● Required action
Quote the records in full and leave their pictures out.

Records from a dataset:
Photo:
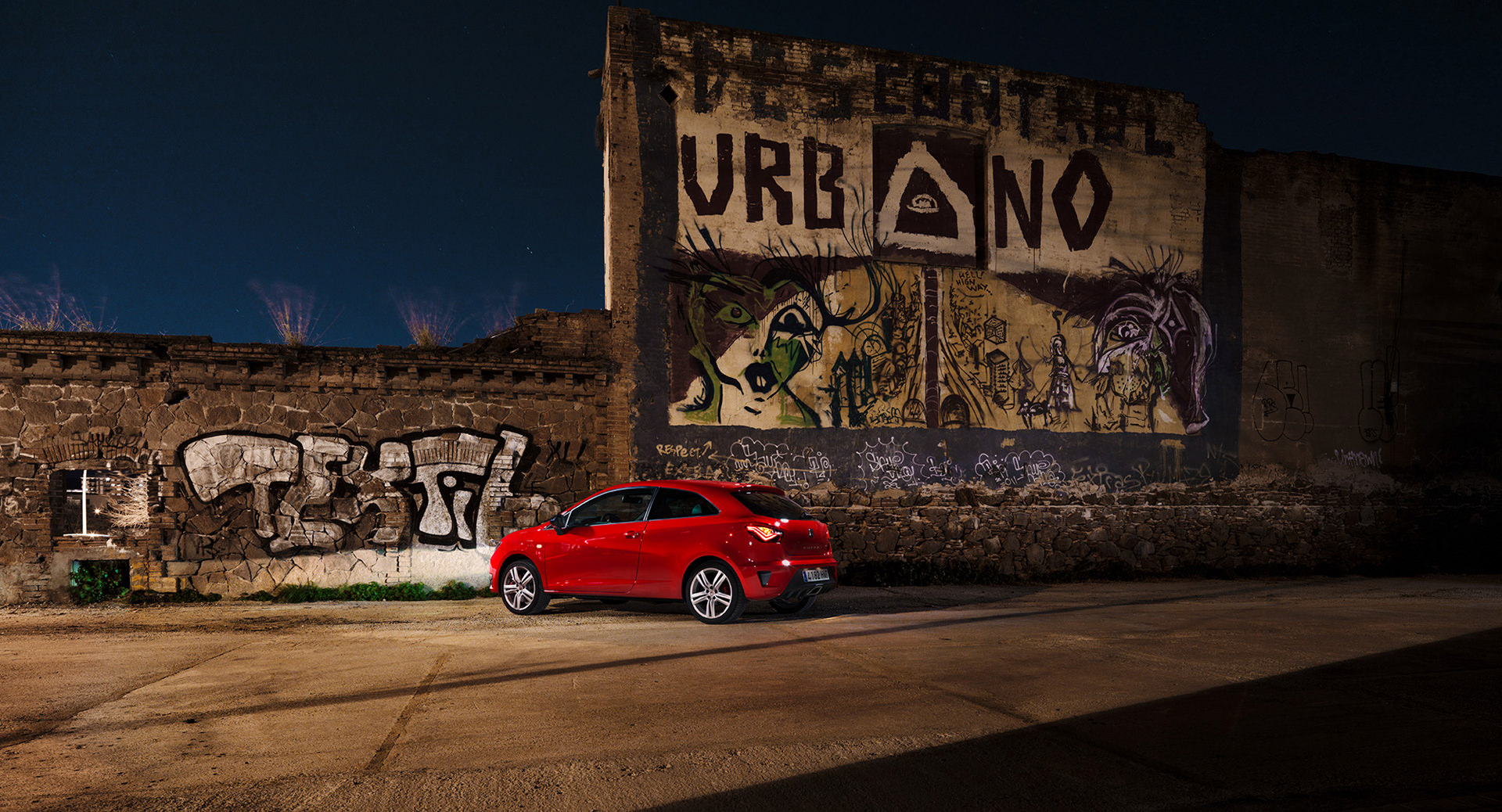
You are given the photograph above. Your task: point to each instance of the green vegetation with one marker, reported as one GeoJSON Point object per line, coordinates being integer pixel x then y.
{"type": "Point", "coordinates": [181, 596]}
{"type": "Point", "coordinates": [95, 581]}
{"type": "Point", "coordinates": [370, 590]}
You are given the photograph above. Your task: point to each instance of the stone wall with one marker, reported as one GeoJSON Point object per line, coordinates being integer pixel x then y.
{"type": "Point", "coordinates": [971, 535]}
{"type": "Point", "coordinates": [256, 465]}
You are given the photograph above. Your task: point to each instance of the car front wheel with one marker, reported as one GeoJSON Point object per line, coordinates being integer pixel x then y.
{"type": "Point", "coordinates": [713, 593]}
{"type": "Point", "coordinates": [522, 589]}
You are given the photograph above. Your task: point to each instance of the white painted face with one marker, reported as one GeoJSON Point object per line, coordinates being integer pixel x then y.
{"type": "Point", "coordinates": [775, 368]}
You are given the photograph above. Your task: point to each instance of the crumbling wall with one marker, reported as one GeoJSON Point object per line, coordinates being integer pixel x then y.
{"type": "Point", "coordinates": [264, 465]}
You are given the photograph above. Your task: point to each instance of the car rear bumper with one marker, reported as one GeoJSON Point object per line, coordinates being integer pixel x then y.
{"type": "Point", "coordinates": [798, 580]}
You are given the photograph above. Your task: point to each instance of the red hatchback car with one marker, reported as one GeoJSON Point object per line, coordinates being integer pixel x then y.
{"type": "Point", "coordinates": [713, 545]}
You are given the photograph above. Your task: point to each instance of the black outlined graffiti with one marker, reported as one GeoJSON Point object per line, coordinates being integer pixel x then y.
{"type": "Point", "coordinates": [311, 490]}
{"type": "Point", "coordinates": [1381, 413]}
{"type": "Point", "coordinates": [1280, 407]}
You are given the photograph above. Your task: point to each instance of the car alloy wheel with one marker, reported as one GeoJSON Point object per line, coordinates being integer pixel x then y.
{"type": "Point", "coordinates": [713, 595]}
{"type": "Point", "coordinates": [522, 589]}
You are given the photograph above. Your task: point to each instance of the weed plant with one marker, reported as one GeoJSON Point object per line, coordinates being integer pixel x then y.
{"type": "Point", "coordinates": [95, 581]}
{"type": "Point", "coordinates": [370, 590]}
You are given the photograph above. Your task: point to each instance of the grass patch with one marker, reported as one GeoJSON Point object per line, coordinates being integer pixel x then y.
{"type": "Point", "coordinates": [370, 590]}
{"type": "Point", "coordinates": [148, 598]}
{"type": "Point", "coordinates": [95, 581]}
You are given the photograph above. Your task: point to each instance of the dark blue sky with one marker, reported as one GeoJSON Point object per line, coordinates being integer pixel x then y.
{"type": "Point", "coordinates": [164, 155]}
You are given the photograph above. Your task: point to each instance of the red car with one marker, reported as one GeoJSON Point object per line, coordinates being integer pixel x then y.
{"type": "Point", "coordinates": [713, 545]}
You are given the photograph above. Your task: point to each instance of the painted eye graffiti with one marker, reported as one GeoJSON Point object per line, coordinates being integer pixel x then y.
{"type": "Point", "coordinates": [735, 314]}
{"type": "Point", "coordinates": [1126, 331]}
{"type": "Point", "coordinates": [793, 322]}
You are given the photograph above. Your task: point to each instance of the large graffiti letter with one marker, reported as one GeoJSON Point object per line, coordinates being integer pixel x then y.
{"type": "Point", "coordinates": [1004, 189]}
{"type": "Point", "coordinates": [1082, 164]}
{"type": "Point", "coordinates": [223, 462]}
{"type": "Point", "coordinates": [762, 178]}
{"type": "Point", "coordinates": [826, 182]}
{"type": "Point", "coordinates": [724, 184]}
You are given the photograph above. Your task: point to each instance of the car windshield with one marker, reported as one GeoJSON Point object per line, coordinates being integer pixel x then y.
{"type": "Point", "coordinates": [771, 506]}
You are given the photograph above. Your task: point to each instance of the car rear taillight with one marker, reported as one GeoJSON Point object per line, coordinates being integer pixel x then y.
{"type": "Point", "coordinates": [764, 534]}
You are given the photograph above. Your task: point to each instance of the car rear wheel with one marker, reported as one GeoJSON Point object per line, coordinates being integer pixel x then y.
{"type": "Point", "coordinates": [792, 605]}
{"type": "Point", "coordinates": [522, 589]}
{"type": "Point", "coordinates": [713, 593]}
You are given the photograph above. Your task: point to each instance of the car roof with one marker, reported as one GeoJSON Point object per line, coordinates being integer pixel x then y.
{"type": "Point", "coordinates": [692, 483]}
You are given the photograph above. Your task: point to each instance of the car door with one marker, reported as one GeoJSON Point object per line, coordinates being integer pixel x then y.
{"type": "Point", "coordinates": [681, 524]}
{"type": "Point", "coordinates": [598, 550]}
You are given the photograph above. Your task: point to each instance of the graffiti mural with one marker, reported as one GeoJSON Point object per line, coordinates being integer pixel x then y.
{"type": "Point", "coordinates": [1381, 416]}
{"type": "Point", "coordinates": [938, 258]}
{"type": "Point", "coordinates": [313, 491]}
{"type": "Point", "coordinates": [1280, 408]}
{"type": "Point", "coordinates": [786, 338]}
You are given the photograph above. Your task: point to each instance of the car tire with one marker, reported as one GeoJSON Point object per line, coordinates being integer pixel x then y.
{"type": "Point", "coordinates": [522, 589]}
{"type": "Point", "coordinates": [793, 605]}
{"type": "Point", "coordinates": [713, 593]}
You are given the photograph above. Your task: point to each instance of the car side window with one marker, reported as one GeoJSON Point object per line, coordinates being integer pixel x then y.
{"type": "Point", "coordinates": [627, 505]}
{"type": "Point", "coordinates": [676, 505]}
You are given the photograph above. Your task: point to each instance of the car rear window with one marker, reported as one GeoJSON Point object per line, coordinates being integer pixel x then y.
{"type": "Point", "coordinates": [676, 505]}
{"type": "Point", "coordinates": [771, 506]}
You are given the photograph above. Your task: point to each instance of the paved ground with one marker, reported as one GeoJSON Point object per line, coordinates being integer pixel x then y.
{"type": "Point", "coordinates": [1227, 695]}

● Exercise solution
Photo:
You are given the photograph above. Your task: point to each instance of the green vegetation with one marker, reported as one GeoJSON Point object per line, coordinates being integer pixel x then y.
{"type": "Point", "coordinates": [181, 596]}
{"type": "Point", "coordinates": [95, 581]}
{"type": "Point", "coordinates": [370, 590]}
You are given the photograph above. Your task: point to each instance of the stone wall with one marker, reported as one GeoJSON Point object per line, coordinates being integer pixel x then y.
{"type": "Point", "coordinates": [971, 535]}
{"type": "Point", "coordinates": [256, 465]}
You are given the photograph above. Your task: point to each instance of the car front wheel with one marker, reported as one GeoJSON Point object per line, coordinates being integer pixel x then y.
{"type": "Point", "coordinates": [713, 593]}
{"type": "Point", "coordinates": [522, 589]}
You are given the photograph above. Your task: point to each instance of the white painted face with one marker, reported as one GeoJSON Point object per line, coordinates being integer pixel x then y.
{"type": "Point", "coordinates": [775, 368]}
You are given the photograph above. Your task: point to each instance of the crumbling wall with one marker, reported as one GeoJSON Point object per line, coordinates being integer pixel x then y.
{"type": "Point", "coordinates": [264, 465]}
You are given the photograph above. Your task: point to each instance of the car rear bumper with one marker, reported as one GeoJSON Point object per line, coordinates being integer pixel x then y.
{"type": "Point", "coordinates": [798, 580]}
You are given the photograph above. Your task: point to each instance of the red hatchback car with one marker, reported as one GeoJSON Point object per line, coordinates being integer pixel x then y.
{"type": "Point", "coordinates": [713, 545]}
You are given the photograph above. Your task: point to each instance of the black outlined graffiti with one marker, reported as one GeoJSON Point object per line, coordinates being integer pixel x then y.
{"type": "Point", "coordinates": [311, 490]}
{"type": "Point", "coordinates": [1381, 413]}
{"type": "Point", "coordinates": [1280, 407]}
You are given the photograph above. Your task: point to each instance of the car alloy wheel with one marker, reported as one GeoJSON Point object per line, coordinates being integer pixel x then y.
{"type": "Point", "coordinates": [713, 595]}
{"type": "Point", "coordinates": [522, 589]}
You are given the photograph above. Your task: point to each instance of the weed plant with one marker, reported as one GeoJSON Point object per line, coordinates being integer pixel x then y.
{"type": "Point", "coordinates": [95, 581]}
{"type": "Point", "coordinates": [370, 590]}
You are given the photograph above. Your task: point to each instance of the grass patch with one marker, reported as one GeoJSON Point object per line, coordinates being integer pixel x then y.
{"type": "Point", "coordinates": [370, 590]}
{"type": "Point", "coordinates": [148, 598]}
{"type": "Point", "coordinates": [95, 581]}
You are given the photograph above. Your task: point to each instance of the dark blue sky with one marker, reported as one GeoJSON Point object per line, coordinates being integer pixel x then y.
{"type": "Point", "coordinates": [164, 155]}
You are given the photograph above. Your task: point to each instance of the red car with one marker, reported as one GeoJSON Point object per line, coordinates being integer pixel x then y.
{"type": "Point", "coordinates": [713, 545]}
You are given the photograph above. Your task: point to each instance of the painted eye graffiti with one marker, reported as one GeoJSON Point object per line, coordinates being integer pixel x then y.
{"type": "Point", "coordinates": [735, 314]}
{"type": "Point", "coordinates": [1126, 331]}
{"type": "Point", "coordinates": [793, 322]}
You are given the photograph above. Your task: point to each instance of the large graffiti letter with one marker, reported as one GeoJSON Point object per line, coordinates being integer pixel x then y.
{"type": "Point", "coordinates": [1004, 189]}
{"type": "Point", "coordinates": [1082, 164]}
{"type": "Point", "coordinates": [223, 462]}
{"type": "Point", "coordinates": [762, 178]}
{"type": "Point", "coordinates": [826, 182]}
{"type": "Point", "coordinates": [724, 184]}
You are given the photograph above. Your task: point to each instance of the car windshield with one marker, reported as one GeoJSON Point object per line, coordinates being integer pixel x then y.
{"type": "Point", "coordinates": [771, 506]}
You are given the photograph above. Your task: point to each instance of the car rear taillight with one marker, reported as one GeoJSON Point object per line, coordinates being integer pixel x then y.
{"type": "Point", "coordinates": [764, 534]}
You are given the photograph above. Your task: point to each instance of the car rear wheel with one marker, reported as one GeoJSON Point object per line, coordinates being integer pixel x then y.
{"type": "Point", "coordinates": [792, 605]}
{"type": "Point", "coordinates": [522, 589]}
{"type": "Point", "coordinates": [713, 593]}
You are given the photograph above. Your task: point to each instance of the car roof with one marker, reported as one GeoJSON Point object per line, coordinates being integer pixel x then y.
{"type": "Point", "coordinates": [692, 483]}
You are given the photograph above. Your task: point to each instance of the car door with one marker, reported as one GeoJSON Point object per line, coordinates being integer pixel x then y.
{"type": "Point", "coordinates": [681, 524]}
{"type": "Point", "coordinates": [598, 550]}
You are given the photograph above. Your task: point to each instance of the graffiti mural with one marker, reported as one GeoJSON Point object per line, coordinates being integer pixel x then y.
{"type": "Point", "coordinates": [1381, 416]}
{"type": "Point", "coordinates": [938, 258]}
{"type": "Point", "coordinates": [313, 491]}
{"type": "Point", "coordinates": [1280, 408]}
{"type": "Point", "coordinates": [786, 338]}
You are given the photograph above. Your task: point to each instance of the car tire with one marker, reported as one GeoJSON Point object per line, coordinates being integer pixel x then y.
{"type": "Point", "coordinates": [522, 589]}
{"type": "Point", "coordinates": [793, 605]}
{"type": "Point", "coordinates": [713, 593]}
You are given the photograph above. Your task: point to each instance of the car side window with one marker, reported as one GeoJSON Point object per line, coordinates being integer pixel x then y.
{"type": "Point", "coordinates": [627, 505]}
{"type": "Point", "coordinates": [676, 505]}
You are given the photograph above. Your task: point to each instance of the car rear window with one marker, reported as one GeoJSON Point object per line, coordinates being integer pixel x then y.
{"type": "Point", "coordinates": [676, 505]}
{"type": "Point", "coordinates": [771, 506]}
You are given the photograph above. Your task: point to each instance of the paved ground with one marker, reported as one GeoJSON Point object per line, coordinates being integer pixel x then y.
{"type": "Point", "coordinates": [1227, 695]}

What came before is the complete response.